Exercise – The answer must be an exact reproduction of the lines from the start of the records below through the line containing "[[125, 310], [565, 193], [508, 294], [163, 10]]", and nothing more.

=== Extracted information ===

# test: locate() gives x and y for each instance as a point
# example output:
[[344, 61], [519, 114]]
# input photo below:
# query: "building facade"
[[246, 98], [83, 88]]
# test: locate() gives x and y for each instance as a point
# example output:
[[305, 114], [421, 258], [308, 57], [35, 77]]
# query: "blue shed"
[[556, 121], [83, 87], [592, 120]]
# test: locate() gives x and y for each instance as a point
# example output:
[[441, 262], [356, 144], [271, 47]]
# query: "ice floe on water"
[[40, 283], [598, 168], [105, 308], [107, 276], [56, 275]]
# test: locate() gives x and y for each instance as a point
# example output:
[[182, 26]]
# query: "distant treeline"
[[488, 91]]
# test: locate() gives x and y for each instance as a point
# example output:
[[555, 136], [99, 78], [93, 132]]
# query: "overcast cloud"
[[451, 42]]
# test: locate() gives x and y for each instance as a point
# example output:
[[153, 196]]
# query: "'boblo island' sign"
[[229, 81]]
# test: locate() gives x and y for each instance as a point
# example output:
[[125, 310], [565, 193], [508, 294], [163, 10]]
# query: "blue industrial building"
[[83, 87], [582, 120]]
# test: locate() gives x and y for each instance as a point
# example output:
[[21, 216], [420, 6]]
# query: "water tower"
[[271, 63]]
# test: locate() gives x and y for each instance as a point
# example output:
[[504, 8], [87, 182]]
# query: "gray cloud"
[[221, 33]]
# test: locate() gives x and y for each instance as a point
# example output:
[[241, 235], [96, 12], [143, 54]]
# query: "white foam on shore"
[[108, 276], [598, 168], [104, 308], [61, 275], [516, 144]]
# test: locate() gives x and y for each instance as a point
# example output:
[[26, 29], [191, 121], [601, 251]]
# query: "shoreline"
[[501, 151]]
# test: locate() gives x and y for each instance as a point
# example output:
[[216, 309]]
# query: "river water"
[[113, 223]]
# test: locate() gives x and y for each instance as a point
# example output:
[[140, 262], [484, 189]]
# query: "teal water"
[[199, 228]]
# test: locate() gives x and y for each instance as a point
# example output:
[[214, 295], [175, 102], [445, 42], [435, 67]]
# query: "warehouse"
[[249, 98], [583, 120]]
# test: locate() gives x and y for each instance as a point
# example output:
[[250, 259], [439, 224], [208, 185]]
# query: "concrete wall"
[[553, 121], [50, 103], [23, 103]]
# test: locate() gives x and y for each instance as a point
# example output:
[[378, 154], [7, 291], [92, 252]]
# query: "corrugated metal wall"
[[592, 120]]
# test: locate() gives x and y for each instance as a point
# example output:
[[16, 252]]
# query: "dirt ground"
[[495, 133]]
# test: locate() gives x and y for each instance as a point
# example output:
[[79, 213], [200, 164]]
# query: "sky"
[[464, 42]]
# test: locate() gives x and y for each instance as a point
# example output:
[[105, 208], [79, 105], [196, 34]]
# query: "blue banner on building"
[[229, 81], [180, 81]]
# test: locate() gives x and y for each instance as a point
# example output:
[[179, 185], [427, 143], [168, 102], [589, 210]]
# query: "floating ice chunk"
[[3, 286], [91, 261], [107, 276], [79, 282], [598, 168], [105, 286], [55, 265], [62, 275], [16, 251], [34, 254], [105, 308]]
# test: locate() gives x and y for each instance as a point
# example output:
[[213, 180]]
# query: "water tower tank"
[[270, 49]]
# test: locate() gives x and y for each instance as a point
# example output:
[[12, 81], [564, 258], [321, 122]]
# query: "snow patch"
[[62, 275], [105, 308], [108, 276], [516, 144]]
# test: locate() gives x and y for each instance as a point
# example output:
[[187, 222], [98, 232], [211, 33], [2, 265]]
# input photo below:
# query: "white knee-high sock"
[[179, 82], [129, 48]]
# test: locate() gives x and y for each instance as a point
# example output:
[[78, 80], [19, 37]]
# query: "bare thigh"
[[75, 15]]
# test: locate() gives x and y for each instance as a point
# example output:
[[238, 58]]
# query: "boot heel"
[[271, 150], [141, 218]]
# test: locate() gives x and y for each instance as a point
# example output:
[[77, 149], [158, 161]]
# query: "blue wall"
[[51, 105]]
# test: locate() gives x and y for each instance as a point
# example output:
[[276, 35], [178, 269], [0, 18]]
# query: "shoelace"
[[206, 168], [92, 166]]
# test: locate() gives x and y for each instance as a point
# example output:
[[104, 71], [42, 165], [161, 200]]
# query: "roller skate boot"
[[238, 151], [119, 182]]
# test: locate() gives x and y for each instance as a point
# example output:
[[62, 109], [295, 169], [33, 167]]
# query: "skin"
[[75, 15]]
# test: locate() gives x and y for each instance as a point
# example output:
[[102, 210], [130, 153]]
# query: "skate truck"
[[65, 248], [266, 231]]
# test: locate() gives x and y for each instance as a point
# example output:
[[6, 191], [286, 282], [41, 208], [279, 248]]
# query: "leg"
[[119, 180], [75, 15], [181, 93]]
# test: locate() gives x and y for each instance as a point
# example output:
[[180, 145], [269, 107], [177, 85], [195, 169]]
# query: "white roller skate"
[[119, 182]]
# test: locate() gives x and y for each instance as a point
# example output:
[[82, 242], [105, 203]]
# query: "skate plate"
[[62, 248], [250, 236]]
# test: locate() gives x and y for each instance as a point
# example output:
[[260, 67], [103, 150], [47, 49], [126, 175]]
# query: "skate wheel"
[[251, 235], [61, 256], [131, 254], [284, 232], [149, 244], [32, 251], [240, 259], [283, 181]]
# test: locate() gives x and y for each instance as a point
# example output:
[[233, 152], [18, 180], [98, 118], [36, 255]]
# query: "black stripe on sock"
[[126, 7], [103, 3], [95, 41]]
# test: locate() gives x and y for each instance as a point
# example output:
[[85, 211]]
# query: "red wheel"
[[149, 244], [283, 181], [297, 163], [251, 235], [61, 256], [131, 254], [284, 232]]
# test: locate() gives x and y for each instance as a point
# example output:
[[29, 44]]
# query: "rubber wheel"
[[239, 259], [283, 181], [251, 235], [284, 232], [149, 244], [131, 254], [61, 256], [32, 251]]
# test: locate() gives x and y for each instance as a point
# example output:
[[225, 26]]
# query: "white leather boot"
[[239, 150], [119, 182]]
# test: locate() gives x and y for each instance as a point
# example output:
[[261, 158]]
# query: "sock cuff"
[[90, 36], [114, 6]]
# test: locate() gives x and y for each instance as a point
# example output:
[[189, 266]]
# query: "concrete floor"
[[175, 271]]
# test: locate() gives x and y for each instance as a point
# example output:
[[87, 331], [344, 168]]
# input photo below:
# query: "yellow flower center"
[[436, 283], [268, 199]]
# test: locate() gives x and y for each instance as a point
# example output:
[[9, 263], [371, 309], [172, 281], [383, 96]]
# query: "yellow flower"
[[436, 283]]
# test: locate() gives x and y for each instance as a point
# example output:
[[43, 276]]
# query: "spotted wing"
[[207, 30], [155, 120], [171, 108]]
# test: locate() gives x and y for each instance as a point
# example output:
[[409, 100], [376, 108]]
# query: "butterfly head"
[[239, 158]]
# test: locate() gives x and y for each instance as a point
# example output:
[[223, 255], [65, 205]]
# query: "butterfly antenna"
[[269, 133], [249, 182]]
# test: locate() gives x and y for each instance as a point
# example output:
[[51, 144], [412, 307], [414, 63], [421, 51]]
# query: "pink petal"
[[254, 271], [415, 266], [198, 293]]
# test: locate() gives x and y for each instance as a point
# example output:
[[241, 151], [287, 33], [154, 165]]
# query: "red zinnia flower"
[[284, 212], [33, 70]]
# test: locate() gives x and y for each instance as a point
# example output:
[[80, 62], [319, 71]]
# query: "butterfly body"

===

Exercise answer –
# test: locate() gives x and y for each instance as a point
# example output:
[[344, 61], [519, 114]]
# input photo below:
# query: "building facade"
[[246, 98], [83, 88]]
# test: locate() gives x and y for each instance as a point
# example output:
[[305, 114], [421, 258], [308, 57], [35, 77]]
# query: "blue shed"
[[556, 121], [83, 87], [592, 120]]
# test: locate() gives x and y for each instance as a point
# example output:
[[441, 262], [356, 144], [271, 47]]
# query: "ice floe on water"
[[40, 283], [598, 168], [105, 308], [107, 276], [56, 275]]
# test: locate() gives x and y for each instance as a point
# example output:
[[182, 26]]
# query: "distant treeline"
[[488, 91]]
# test: locate() gives x and y for each instance as a point
# example output:
[[555, 136], [99, 78], [93, 132]]
# query: "overcast cloud"
[[451, 42]]
# test: locate() gives x and y for each instance as a point
# example output:
[[153, 196]]
# query: "'boblo island' sign"
[[229, 81]]
# test: locate() gives x and y for each instance as a point
# example output:
[[125, 310], [565, 193], [508, 294], [163, 10]]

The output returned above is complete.